🗒️ Ben's Notes

Chapter 1: OS Basics

What is an operating system? #

An operating system has three main roles:

  • Referee: The OS manages protection, isolation, and allocation of resources between processes.
  • Illusionist: The OS provides an abstraction between hardware and user programs that provides an illusion ****of easy-to-access resources such as files and available processors.
  • Glue: The OS provides common services, sharing, authorization, networking, and communication between processes and external devices.

Q1.1. Consider a modern web browser (such as Chrome or Firefox) which plays a similar role to an operating system. What considerations does a web browser need to make as a referee, illusionist, and glue?

Four Fundamental OS Concepts #

The OS uses the four abstractions below to fulfill its roles:

  1. Threads provide the basic unit of concurrency that fully describes a program.
  2. Processes provide an execution environment for thread(s).
  3. Addresses provide a way for threads and processes to access physical memory safely.
  4. Dual Mode Operation provides a layer of privilege and security for running sensitive operations.

Threads and processes will be covered in depth in future sections.

The Kernel #

One of the major requirements of an operating system is to provide protection from buggy or malicious programs. A design paradigm that allows for this is the operating system kernel, which is a fully trusted platform operating at the lowest software level of the system. This has several benefits:

  • Reliability: Even if user programs crash, the kernel can still be running and handle the exception.

> _TASKS TO CARRY OUT_:
a - From the operating system notes, reproduce word for word the part that opens with the words containing "The OS uses" and closes with "handle the exception.".
b - Answer these questions using the operating system notes:
(i) Which of the three roles of an operating system involves providing common services, sharing, authorization, networking, and communication?
(ii) Which of the four fundamental concepts provides a layer of privilege and security for running sensitive operations?
(iii) At what level of the system does the kernel operate?

Data listing
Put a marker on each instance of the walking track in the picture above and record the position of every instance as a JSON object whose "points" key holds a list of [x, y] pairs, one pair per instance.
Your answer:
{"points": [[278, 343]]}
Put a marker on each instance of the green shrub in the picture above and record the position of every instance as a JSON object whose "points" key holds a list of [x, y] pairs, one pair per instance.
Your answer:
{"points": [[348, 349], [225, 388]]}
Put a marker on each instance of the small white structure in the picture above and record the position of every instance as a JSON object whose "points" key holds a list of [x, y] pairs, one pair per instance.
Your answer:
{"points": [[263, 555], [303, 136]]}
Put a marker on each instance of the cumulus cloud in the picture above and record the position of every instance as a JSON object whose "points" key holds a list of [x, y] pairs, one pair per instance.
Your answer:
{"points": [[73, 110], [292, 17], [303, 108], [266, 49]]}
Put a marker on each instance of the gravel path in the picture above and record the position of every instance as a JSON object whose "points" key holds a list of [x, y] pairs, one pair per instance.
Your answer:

> _ANSWERS PER TASK_:
a -
The OS uses the four abstractions below to fulfill its roles:

  1. Threads provide the basic unit of concurrency that fully describes a program.
  2. Processes provide an execution environment for thread(s).
  3. Addresses provide a way for threads and processes to access physical memory safely.
  4. Dual Mode Operation provides a layer of privilege and security for running sensitive operations.

Threads and processes will be covered in depth in future sections.

The Kernel #

One of the major requirements of an operating system is to provide protection from buggy or malicious programs. A design paradigm that allows for this is the operating system kernel, which is a fully trusted platform operating at the lowest software level of the system. This has several benefits:

  • Reliability: Even if user programs crash, the kernel can still be running and handle the exception.

b -
(i) Glue.
(ii) Dual Mode Operation.
(iii) At the lowest software level of the system.